## Your assignment
Only the lines from the one containing "[mark] the white" through the last line below should be written out, exactly and with both ends kept.

═════ Supplied data ═════

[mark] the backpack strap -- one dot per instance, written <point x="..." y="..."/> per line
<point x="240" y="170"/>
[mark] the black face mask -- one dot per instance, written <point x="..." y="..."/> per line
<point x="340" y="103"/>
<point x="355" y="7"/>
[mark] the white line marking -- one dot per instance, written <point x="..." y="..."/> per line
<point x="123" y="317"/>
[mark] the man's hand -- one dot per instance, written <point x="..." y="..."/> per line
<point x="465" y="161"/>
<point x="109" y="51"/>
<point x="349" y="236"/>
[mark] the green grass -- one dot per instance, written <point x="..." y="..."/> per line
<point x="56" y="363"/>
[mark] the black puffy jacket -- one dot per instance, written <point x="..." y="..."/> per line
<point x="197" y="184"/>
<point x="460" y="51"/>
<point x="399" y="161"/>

═════

## Answer for this exercise
[mark] the white line marking -- one dot per instance, written <point x="..." y="..."/> per line
<point x="123" y="317"/>
[mark] the man's hand -- one dot per instance, written <point x="..." y="..."/> per line
<point x="465" y="161"/>
<point x="109" y="51"/>
<point x="349" y="236"/>
[mark] the green grass -- one dot per instance, written <point x="..." y="..."/> per line
<point x="56" y="363"/>
[mark] the black puffy jacket -- one dot per instance, written <point x="..." y="..."/> per line
<point x="197" y="184"/>
<point x="460" y="51"/>
<point x="399" y="161"/>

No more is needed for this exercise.